## EXERCISES
a - Decide whether each statement below agrees with the passage on antitrust and social media. Answer yes or no for each, and quote the words of the passage that decide it.
(i) Fiona Scott Morton founded the Thurman Arnold Project.
(ii) The quotation calls the harms of algorithmic recommending systems an inevitable by-product of technology.
(iii) The quotation says the brief settles whether there could be immunity under other fact patterns.
b - Write a continuation of the passage on antitrust and social media, beginning after its final sentence.

## READING TEXT

▬▬▬

For example, Professor Fiona Scott Morton, the Theodore Nierenberg Professor of Economics at the Yale School of Management and founder of the Thurman Arnold Project, recently co-authored an article exploring how we should apply antitrust law when the products at issue are addictive and dangerous, as many claim to be the case with respect to social media. Scott Morton observes that the brief addresses neither the full range of algorithmic recommending systems nor their potential harms: 

“There are algorithmic recommending systems that we know contribute to the spread of disinformation, negatively affect public health, take advantage of individual vulnerabilities, and serve us with material that angers or agitates us not for our benefit, but to manipulate us into remaining engaged so that the platform can monetize our time and attention, even if that generates negative personal consequences. The brief leaves open the question whether there could be immunity under these other fact patterns. But there is no doubt that many algorithmic recommending systems cause harms that are real. The harms, moreover, are not an inevitable by-product of technology, but result from profit-maximizing decisions made by firms that historically have under-invested in protecting their own users from harms caused by their own algorithms, despite earning tens of billions in profits year after year.”

▬▬▬

## EXERCISE DATA
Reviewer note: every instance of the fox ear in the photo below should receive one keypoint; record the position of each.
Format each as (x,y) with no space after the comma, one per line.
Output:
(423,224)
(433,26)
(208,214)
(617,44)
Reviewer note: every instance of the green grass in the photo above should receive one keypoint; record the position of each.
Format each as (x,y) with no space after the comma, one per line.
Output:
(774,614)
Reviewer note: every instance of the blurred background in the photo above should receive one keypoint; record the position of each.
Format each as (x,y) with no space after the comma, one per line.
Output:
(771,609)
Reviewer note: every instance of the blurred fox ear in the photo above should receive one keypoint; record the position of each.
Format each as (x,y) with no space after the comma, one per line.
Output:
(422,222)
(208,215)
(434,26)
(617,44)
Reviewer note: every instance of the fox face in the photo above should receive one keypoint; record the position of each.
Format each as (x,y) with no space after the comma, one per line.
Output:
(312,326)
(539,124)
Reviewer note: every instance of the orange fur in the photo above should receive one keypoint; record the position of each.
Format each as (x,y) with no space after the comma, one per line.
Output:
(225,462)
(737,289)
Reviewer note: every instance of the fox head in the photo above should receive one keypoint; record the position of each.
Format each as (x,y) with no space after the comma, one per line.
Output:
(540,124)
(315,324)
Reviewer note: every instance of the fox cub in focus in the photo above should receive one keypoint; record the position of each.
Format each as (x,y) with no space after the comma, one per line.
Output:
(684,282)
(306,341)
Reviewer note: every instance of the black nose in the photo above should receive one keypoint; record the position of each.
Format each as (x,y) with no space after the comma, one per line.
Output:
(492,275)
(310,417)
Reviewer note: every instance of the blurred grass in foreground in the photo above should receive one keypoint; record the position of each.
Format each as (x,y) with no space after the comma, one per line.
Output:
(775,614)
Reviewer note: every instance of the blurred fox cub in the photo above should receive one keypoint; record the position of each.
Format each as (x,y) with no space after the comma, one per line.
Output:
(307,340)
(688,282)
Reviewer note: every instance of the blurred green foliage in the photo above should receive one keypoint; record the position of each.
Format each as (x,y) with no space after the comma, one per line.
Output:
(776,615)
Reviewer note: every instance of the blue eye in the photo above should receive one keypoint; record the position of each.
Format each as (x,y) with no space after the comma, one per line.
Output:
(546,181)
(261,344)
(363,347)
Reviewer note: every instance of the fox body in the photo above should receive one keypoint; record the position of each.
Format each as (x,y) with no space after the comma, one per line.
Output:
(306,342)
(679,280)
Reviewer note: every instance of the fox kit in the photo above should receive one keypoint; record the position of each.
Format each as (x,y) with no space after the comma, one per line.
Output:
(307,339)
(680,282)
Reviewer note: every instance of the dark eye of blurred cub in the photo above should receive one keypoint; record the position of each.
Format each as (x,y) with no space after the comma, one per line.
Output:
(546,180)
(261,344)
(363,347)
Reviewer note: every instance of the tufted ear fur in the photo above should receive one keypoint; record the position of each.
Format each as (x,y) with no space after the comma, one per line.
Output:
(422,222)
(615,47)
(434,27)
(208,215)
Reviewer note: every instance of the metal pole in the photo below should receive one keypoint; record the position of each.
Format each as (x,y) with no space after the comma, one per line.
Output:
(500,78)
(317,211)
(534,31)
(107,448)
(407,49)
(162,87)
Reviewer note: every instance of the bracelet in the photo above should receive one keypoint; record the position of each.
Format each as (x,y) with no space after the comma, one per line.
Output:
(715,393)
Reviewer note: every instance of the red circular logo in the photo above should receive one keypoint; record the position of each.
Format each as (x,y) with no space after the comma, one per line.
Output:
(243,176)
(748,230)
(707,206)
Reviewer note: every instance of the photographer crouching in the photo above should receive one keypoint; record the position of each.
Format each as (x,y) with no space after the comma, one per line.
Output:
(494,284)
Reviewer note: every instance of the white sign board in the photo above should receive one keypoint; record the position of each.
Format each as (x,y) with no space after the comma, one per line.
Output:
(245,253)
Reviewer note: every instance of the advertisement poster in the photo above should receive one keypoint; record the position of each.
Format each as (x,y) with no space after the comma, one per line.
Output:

▬▬▬

## TASK-BY-TASK OUTPUTS
a -
(i) Yes: "founder of the Thurman Arnold Project"
(ii) No: "The harms, moreover, are not an inevitable by-product of technology"
(iii) No: "The brief leaves open the question whether there could be immunity under these other fact patterns."

b -
Gene Kimmelman, Senior Policy Fellow at Yale University’s Tobin Center for Economic Policy, recent Interim Director and current Fellow at the Thurman Arnold Project, and lifetime consumer advocate, agrees, and offers his opinion that a decision in this case affirming Google’s entitlement to immunity would underscore the need for Congress to re-examine and possibly update or replace Section 230:  

“I believe that if Section 230 provides immunity in a case involving the recommending of terrorist recruitment videos that contributed to the violent death of a young American, as the student brief powerfully explains to be the outcome the law requires here, that tells you that it is time to revisit the 1996 law to ensure that the language it uses and the policy balance it strikes remain well-suited to the modern internet’s increasingly sophisticated algorithmic recommending systems. These developments, not addressed in the student brief because they are not at issue in the case, do more than recommend; they also manipulate and deceive, at scale. As Congress reviews Section 230, it should make clear that recommendation systems that manipulate or deceive are not immunized from liability for the harms they cause.”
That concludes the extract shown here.